### Directions
Locate every line in the items below that contains the string "gate" and copy each of those lines, treating uppercase and lowercase as different.

(Dataset entries)
+-------+

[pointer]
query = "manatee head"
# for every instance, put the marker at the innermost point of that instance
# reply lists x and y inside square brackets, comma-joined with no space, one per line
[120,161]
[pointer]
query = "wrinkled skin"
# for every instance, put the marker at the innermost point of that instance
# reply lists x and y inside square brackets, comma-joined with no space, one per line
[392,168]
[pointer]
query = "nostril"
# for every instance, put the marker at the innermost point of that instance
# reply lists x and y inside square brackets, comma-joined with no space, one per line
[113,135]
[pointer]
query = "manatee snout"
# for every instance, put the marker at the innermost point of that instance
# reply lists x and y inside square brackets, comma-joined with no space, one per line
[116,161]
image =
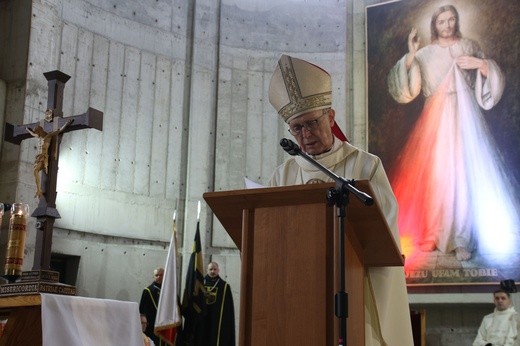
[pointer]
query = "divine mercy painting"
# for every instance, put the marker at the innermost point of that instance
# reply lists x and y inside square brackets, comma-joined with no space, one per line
[444,116]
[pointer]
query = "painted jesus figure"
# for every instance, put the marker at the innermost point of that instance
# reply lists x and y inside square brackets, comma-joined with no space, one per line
[452,188]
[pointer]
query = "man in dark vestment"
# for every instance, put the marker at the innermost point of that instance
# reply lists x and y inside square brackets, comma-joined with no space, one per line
[148,305]
[220,318]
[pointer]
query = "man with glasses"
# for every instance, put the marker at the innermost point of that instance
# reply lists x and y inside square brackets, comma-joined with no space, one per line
[301,93]
[500,327]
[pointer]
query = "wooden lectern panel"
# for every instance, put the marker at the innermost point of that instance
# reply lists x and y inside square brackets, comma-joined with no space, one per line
[367,222]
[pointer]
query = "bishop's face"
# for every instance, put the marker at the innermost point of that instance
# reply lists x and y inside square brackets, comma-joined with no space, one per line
[315,131]
[445,24]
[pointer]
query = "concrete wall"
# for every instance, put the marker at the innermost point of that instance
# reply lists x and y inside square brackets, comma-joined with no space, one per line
[183,88]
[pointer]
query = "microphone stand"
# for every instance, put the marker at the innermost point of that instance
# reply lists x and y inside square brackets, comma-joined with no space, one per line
[338,196]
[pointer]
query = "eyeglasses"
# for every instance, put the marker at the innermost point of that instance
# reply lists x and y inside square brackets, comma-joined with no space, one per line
[310,125]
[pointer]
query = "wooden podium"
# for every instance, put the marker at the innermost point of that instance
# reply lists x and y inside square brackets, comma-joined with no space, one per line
[289,277]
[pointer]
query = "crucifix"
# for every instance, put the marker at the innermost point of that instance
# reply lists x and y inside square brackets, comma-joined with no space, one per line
[49,131]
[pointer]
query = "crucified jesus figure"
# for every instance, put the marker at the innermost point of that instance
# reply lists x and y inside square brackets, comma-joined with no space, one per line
[42,158]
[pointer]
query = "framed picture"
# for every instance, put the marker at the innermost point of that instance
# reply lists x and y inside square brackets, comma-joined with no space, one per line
[444,117]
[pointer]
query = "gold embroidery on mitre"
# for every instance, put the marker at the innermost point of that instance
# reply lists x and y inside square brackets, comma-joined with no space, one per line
[211,295]
[299,103]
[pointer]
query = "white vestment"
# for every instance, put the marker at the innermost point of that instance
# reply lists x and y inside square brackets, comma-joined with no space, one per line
[450,178]
[498,328]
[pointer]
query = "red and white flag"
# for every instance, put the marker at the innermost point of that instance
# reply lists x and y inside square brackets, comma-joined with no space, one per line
[168,312]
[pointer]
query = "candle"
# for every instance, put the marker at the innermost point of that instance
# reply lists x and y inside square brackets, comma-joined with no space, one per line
[16,241]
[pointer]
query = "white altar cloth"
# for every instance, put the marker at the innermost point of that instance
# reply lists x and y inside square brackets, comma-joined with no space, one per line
[79,321]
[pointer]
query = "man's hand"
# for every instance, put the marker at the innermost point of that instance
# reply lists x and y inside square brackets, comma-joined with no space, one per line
[413,47]
[466,62]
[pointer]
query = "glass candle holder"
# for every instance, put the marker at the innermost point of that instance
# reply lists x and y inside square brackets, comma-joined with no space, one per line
[16,241]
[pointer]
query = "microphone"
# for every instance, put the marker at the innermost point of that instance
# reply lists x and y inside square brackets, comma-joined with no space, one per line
[290,147]
[344,185]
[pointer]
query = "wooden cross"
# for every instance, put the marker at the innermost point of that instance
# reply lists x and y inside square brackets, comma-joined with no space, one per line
[50,131]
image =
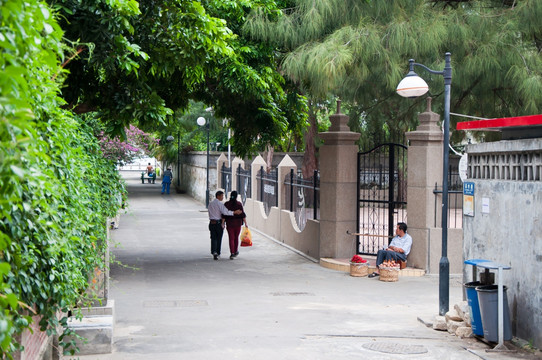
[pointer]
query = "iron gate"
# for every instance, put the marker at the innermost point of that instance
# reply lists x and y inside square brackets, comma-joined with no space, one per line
[381,195]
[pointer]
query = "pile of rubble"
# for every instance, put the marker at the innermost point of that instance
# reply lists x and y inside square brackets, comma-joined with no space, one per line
[456,321]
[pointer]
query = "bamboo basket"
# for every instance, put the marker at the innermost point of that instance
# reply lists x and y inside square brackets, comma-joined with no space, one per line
[389,274]
[359,269]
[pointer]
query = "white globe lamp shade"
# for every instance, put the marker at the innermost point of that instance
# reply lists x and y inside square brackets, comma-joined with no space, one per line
[412,86]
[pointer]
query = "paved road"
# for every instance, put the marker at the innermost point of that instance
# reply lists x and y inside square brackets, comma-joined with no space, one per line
[173,301]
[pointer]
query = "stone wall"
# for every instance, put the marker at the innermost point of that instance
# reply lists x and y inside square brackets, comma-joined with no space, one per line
[193,171]
[507,224]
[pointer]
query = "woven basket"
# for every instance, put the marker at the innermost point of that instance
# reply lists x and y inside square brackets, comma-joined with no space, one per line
[389,274]
[359,269]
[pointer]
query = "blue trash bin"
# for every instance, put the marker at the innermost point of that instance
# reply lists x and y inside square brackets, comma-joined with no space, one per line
[488,299]
[474,307]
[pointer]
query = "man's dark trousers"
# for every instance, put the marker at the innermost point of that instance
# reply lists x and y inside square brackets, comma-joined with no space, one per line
[388,255]
[216,237]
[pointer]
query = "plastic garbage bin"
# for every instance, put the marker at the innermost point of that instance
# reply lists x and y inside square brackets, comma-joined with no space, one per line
[474,307]
[488,299]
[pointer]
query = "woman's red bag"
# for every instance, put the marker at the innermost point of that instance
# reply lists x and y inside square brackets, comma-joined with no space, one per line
[246,237]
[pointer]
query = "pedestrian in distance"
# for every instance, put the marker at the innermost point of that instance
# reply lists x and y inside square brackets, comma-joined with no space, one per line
[216,222]
[166,180]
[398,248]
[234,223]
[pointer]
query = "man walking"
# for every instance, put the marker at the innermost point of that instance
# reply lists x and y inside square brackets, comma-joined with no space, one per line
[216,223]
[166,180]
[398,249]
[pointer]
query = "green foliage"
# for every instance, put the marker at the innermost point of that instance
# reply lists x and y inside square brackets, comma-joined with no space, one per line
[360,50]
[56,189]
[139,66]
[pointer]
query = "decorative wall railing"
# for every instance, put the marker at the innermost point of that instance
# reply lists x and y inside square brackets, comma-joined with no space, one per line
[268,192]
[520,166]
[455,200]
[303,197]
[226,174]
[244,183]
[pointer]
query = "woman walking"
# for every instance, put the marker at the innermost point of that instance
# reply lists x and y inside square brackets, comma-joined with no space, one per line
[234,223]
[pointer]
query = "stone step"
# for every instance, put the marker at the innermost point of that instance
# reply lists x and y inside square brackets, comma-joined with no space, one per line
[96,327]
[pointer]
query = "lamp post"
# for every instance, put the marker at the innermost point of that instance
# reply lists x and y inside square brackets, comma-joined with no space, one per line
[413,86]
[201,122]
[169,139]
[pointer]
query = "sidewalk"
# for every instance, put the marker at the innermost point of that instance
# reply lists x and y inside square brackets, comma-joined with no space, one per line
[173,301]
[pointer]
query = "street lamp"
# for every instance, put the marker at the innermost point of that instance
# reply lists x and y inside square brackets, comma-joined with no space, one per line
[413,86]
[169,139]
[201,122]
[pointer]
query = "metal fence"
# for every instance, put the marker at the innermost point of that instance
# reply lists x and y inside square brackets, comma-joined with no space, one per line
[303,197]
[244,183]
[226,175]
[268,192]
[455,200]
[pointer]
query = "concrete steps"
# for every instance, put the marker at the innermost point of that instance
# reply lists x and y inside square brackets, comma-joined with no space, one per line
[96,327]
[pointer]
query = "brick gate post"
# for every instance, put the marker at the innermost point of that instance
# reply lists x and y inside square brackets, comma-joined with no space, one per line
[338,181]
[424,170]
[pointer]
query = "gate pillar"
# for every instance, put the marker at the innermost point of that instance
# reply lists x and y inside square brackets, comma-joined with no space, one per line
[424,171]
[338,193]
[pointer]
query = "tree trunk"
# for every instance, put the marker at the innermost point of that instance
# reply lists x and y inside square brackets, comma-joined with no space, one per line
[310,162]
[268,156]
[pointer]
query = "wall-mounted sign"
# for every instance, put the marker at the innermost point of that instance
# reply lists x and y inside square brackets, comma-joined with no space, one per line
[463,167]
[468,198]
[269,189]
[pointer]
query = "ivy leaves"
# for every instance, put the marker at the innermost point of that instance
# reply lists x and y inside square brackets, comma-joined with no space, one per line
[56,189]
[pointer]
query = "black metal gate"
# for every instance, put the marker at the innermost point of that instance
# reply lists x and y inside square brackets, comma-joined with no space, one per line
[381,195]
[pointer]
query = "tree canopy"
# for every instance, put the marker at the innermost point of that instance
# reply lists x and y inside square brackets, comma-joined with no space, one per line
[359,51]
[139,62]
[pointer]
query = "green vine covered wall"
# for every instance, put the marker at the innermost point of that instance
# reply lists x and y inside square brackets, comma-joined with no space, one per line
[56,188]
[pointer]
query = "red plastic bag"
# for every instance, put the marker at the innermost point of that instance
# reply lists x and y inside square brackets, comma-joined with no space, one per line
[246,237]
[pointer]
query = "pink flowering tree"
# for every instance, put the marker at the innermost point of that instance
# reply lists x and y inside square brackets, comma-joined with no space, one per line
[137,143]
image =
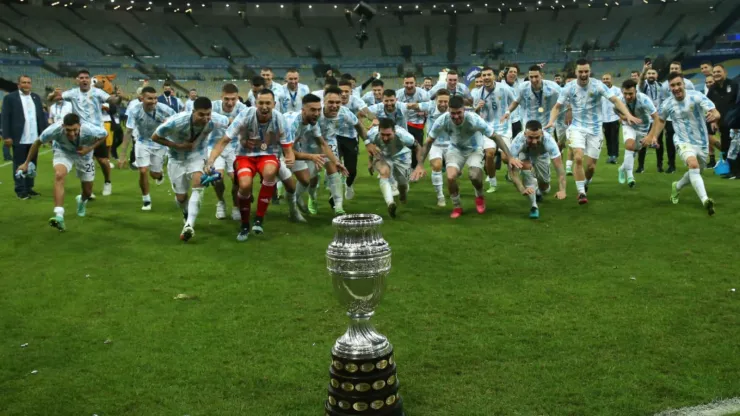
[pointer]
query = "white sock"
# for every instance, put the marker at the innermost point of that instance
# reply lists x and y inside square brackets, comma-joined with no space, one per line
[385,189]
[581,186]
[629,163]
[685,180]
[335,186]
[698,183]
[456,200]
[437,183]
[194,205]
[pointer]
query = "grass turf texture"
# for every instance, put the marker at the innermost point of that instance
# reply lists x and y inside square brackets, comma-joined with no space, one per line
[491,314]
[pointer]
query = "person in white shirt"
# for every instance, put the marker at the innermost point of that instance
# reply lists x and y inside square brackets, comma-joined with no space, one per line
[610,121]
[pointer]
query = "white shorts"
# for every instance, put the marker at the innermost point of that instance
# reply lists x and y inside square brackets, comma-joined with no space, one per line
[225,161]
[629,133]
[400,169]
[85,165]
[438,152]
[686,150]
[181,173]
[149,157]
[459,159]
[581,139]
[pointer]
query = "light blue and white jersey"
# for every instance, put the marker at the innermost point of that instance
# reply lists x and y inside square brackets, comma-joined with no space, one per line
[369,99]
[341,125]
[465,137]
[88,105]
[355,104]
[433,113]
[608,115]
[546,147]
[145,123]
[252,138]
[218,108]
[496,104]
[180,129]
[530,102]
[419,96]
[304,135]
[688,118]
[460,89]
[89,134]
[643,109]
[398,149]
[293,100]
[398,115]
[665,91]
[585,104]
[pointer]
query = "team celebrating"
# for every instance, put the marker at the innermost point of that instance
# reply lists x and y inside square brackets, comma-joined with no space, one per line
[287,135]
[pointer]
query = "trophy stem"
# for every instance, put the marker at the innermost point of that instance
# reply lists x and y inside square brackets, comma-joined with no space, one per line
[361,340]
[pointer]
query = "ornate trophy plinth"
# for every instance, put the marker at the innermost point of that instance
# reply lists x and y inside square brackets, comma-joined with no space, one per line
[363,369]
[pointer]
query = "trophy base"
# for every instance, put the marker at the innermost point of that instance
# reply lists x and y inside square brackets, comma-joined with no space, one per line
[367,387]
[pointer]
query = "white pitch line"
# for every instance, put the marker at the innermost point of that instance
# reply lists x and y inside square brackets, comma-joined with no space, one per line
[716,408]
[10,163]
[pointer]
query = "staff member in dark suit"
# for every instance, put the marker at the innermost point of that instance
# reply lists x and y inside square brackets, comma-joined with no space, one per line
[23,121]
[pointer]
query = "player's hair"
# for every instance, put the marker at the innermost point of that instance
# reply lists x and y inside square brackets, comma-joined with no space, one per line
[265,91]
[386,123]
[456,102]
[202,103]
[71,119]
[310,99]
[230,89]
[533,125]
[258,81]
[674,75]
[333,90]
[629,83]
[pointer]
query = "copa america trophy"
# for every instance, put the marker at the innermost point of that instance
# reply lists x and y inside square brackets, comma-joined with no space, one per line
[363,369]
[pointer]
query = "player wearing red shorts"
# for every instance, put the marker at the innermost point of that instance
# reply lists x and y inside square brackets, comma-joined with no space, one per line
[258,134]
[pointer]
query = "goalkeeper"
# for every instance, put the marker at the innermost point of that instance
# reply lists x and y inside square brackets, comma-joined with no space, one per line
[74,142]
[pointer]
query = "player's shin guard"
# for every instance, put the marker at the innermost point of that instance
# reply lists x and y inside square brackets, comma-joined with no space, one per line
[263,201]
[698,183]
[437,182]
[335,185]
[385,188]
[194,205]
[245,207]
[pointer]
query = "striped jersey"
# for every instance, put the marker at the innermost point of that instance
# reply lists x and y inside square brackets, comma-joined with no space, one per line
[585,104]
[465,137]
[145,123]
[496,104]
[88,105]
[252,138]
[688,117]
[89,134]
[180,129]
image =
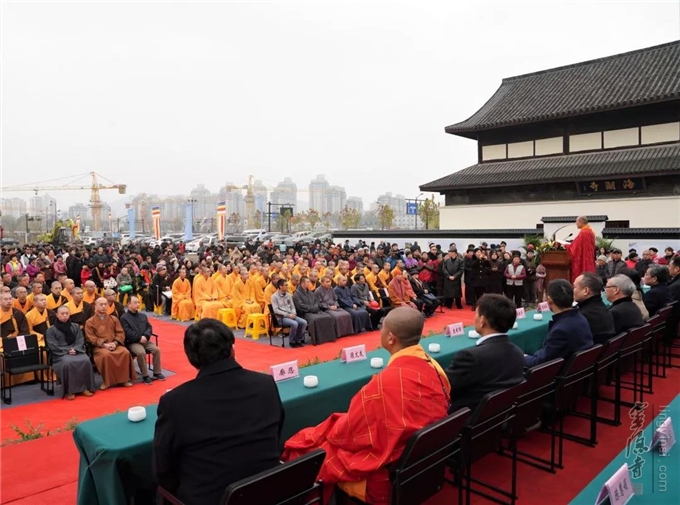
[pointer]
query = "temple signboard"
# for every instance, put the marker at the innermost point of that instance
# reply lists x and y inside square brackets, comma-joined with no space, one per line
[617,185]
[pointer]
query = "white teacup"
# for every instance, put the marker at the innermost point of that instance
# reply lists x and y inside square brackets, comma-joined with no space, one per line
[310,381]
[136,414]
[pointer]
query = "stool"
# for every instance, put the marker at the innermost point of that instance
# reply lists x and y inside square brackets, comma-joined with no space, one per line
[227,316]
[256,325]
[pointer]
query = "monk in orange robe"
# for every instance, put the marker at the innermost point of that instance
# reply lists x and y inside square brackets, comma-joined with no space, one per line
[410,393]
[243,295]
[182,303]
[22,302]
[582,249]
[205,295]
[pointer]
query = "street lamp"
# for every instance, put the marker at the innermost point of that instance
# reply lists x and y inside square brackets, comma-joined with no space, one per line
[193,202]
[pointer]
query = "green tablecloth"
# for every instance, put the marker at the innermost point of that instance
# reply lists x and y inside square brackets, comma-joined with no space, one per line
[112,449]
[658,480]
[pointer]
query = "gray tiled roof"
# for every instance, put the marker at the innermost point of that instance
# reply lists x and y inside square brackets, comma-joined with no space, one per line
[640,161]
[648,75]
[569,219]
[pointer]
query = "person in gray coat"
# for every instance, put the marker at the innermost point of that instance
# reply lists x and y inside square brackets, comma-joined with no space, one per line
[453,272]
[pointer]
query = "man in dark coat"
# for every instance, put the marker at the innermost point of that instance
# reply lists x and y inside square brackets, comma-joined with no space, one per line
[452,269]
[568,332]
[588,295]
[494,362]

+-------+

### Task result
query = "iron gate"
query = "brick gate post"
query = "gate pillar"
query = "black metal gate"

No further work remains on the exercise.